● **Your objective**: Look through the material beneath and copy each line with the word "step".

● **Data extract**:
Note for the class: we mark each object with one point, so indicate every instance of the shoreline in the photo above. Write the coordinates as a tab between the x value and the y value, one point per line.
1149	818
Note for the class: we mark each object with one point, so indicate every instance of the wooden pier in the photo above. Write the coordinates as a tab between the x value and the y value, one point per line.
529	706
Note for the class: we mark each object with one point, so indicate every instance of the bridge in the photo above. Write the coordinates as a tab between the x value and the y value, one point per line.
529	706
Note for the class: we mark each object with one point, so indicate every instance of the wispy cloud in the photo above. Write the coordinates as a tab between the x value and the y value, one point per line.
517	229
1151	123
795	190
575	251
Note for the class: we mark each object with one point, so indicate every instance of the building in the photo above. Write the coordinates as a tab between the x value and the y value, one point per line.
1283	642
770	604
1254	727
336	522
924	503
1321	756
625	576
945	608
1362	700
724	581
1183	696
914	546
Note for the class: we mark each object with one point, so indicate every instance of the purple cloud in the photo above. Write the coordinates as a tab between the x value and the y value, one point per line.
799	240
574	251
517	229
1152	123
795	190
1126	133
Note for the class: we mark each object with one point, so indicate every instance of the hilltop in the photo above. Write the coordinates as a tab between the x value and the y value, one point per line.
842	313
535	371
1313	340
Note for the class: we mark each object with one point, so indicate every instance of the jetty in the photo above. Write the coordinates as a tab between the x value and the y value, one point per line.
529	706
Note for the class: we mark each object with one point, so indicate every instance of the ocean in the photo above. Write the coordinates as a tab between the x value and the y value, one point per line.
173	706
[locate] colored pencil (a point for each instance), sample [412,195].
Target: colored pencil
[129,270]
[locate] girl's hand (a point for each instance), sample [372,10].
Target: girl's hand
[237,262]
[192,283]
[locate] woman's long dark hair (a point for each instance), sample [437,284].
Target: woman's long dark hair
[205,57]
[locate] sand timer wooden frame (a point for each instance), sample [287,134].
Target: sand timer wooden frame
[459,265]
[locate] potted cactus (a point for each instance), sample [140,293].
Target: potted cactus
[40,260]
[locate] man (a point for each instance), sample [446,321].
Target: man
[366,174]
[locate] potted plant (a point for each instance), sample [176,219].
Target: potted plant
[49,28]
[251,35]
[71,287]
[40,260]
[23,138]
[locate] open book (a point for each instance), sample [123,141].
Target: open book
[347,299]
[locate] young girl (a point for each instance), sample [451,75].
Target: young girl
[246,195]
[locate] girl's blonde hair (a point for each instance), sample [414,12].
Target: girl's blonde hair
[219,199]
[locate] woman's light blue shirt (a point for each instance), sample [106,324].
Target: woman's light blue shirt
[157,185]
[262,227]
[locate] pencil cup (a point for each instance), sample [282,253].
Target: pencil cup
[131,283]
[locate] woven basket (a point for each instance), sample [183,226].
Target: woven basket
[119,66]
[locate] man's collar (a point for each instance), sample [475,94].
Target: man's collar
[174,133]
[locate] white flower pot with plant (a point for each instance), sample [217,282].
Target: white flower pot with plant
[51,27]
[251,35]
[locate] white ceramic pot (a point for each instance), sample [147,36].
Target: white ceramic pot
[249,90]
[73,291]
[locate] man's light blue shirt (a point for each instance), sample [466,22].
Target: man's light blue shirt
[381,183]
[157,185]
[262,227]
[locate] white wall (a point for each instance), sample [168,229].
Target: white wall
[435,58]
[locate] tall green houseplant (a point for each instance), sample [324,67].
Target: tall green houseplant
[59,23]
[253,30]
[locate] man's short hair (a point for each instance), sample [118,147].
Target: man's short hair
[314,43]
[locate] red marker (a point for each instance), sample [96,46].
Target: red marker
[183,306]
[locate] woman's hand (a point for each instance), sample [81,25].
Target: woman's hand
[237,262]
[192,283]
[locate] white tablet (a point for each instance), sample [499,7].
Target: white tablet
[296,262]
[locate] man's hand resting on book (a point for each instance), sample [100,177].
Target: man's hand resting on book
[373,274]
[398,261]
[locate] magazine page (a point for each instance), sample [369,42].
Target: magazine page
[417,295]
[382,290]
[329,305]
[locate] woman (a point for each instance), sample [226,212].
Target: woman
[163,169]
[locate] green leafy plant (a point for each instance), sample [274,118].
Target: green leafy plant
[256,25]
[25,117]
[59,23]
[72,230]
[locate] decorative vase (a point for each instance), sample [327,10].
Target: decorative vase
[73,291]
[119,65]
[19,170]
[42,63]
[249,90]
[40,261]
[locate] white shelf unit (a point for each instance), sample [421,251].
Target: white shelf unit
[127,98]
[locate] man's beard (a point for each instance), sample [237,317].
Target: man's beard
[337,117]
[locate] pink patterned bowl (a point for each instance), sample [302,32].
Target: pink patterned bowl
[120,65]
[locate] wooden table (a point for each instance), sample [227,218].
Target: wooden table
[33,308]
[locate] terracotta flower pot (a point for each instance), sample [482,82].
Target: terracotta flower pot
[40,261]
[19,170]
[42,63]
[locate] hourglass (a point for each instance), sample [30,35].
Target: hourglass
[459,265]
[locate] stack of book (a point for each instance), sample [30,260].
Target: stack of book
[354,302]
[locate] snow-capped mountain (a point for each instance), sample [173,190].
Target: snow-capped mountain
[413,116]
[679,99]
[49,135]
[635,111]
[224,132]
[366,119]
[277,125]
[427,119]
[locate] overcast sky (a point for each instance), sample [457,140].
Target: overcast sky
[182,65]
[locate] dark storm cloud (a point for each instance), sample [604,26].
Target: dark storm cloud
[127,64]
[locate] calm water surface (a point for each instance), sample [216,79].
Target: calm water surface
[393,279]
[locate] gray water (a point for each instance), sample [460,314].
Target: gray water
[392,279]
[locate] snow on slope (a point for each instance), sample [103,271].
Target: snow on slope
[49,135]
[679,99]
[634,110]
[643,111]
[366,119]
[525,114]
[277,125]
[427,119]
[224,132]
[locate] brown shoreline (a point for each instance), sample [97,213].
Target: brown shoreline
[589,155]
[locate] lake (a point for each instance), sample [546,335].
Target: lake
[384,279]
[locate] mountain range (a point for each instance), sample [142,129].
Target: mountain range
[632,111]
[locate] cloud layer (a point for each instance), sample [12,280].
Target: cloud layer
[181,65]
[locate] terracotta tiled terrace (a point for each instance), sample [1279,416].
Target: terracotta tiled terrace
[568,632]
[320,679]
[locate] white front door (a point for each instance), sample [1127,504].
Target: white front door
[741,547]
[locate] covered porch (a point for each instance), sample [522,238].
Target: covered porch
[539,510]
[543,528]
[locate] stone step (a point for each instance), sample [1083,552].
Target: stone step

● **Solved problem**:
[locate] stone step (a point for each instance), sample [1083,552].
Target: stone step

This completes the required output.